*** Records supplied ***

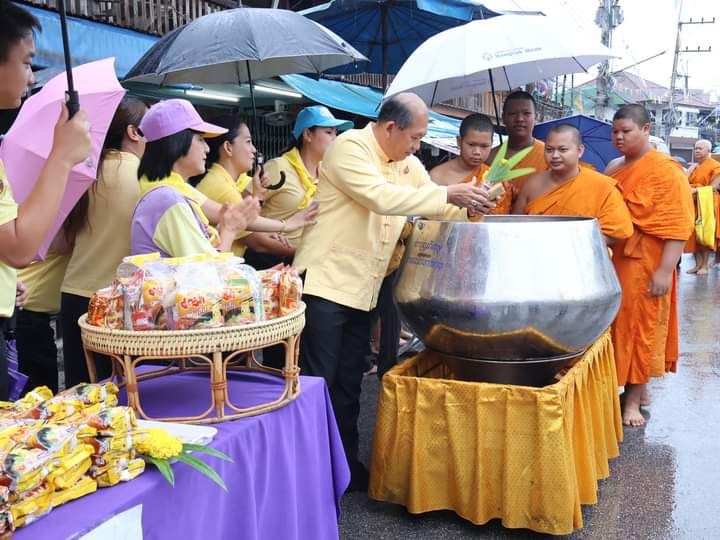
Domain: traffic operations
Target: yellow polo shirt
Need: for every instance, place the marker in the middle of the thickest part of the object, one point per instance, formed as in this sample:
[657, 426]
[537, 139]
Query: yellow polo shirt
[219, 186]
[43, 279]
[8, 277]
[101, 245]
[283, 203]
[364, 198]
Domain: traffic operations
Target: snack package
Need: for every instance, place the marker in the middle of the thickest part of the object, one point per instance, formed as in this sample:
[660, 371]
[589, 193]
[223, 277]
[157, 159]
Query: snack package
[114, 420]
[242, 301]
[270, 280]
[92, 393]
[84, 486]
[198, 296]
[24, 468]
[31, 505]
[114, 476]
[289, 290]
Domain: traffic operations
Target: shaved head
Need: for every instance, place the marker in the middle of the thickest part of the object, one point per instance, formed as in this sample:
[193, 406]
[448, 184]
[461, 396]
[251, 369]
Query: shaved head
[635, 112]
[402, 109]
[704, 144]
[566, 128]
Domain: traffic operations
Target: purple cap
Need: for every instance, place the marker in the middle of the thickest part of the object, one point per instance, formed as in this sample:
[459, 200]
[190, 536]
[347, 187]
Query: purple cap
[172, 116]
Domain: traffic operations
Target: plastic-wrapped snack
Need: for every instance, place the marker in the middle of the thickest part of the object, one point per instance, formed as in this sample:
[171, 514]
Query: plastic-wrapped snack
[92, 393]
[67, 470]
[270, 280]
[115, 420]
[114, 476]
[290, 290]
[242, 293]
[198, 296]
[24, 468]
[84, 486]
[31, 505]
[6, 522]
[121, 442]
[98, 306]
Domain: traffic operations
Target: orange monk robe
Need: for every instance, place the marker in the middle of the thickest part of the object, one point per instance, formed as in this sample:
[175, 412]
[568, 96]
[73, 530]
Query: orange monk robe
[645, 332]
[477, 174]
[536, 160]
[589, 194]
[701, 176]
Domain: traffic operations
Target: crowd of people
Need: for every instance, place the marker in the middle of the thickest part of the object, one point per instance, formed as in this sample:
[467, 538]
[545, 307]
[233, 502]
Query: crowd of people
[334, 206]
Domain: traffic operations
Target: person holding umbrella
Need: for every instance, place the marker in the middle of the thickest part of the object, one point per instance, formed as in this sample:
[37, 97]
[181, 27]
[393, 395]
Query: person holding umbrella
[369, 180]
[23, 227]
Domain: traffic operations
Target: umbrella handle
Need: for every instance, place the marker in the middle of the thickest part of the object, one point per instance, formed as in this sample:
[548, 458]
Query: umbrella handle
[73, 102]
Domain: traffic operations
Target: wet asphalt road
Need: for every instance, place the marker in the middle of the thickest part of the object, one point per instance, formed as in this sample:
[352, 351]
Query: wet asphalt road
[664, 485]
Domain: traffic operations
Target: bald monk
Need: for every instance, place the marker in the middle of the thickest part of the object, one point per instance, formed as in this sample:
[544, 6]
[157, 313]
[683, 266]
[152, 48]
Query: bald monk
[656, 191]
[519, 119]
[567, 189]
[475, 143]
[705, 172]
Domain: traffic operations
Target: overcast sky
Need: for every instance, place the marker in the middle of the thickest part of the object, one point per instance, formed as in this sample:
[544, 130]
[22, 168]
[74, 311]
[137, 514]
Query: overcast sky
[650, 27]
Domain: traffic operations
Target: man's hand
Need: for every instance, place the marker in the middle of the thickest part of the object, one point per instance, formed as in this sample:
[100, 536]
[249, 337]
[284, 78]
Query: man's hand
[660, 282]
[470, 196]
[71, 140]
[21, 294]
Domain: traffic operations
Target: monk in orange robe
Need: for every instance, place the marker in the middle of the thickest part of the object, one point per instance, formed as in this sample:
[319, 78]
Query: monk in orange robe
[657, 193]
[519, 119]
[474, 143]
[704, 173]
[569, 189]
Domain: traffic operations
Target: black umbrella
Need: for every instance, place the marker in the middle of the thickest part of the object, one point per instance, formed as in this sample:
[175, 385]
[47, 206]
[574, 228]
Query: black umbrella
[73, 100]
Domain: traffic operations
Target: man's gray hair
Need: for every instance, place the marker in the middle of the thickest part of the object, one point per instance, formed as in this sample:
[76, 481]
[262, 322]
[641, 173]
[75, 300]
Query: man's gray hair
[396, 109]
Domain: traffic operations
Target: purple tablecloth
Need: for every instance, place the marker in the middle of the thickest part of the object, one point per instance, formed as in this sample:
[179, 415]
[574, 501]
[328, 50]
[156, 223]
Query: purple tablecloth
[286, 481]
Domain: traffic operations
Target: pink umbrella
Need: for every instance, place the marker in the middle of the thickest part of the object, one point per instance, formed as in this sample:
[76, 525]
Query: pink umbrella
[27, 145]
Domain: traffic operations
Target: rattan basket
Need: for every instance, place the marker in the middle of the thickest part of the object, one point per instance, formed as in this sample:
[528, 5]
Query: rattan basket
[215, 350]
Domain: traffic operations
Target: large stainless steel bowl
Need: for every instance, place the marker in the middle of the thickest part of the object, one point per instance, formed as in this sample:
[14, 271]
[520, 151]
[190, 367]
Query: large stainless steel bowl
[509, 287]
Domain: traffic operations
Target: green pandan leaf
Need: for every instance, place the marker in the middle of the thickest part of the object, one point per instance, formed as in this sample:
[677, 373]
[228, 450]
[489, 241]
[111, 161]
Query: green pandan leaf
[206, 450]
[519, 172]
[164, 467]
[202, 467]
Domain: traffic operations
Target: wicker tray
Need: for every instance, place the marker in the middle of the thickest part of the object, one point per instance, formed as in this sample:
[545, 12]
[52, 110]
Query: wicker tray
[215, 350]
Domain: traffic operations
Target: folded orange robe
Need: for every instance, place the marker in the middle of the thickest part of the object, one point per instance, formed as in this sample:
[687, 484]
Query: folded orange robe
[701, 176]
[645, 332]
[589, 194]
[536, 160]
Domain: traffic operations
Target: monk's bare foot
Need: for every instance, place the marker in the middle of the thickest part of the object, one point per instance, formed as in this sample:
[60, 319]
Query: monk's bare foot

***

§ **Directions**:
Return all lines in the entries above that carry the word "bare".

§ **Answer box**:
Target: monk's bare foot
Query: monk's bare foot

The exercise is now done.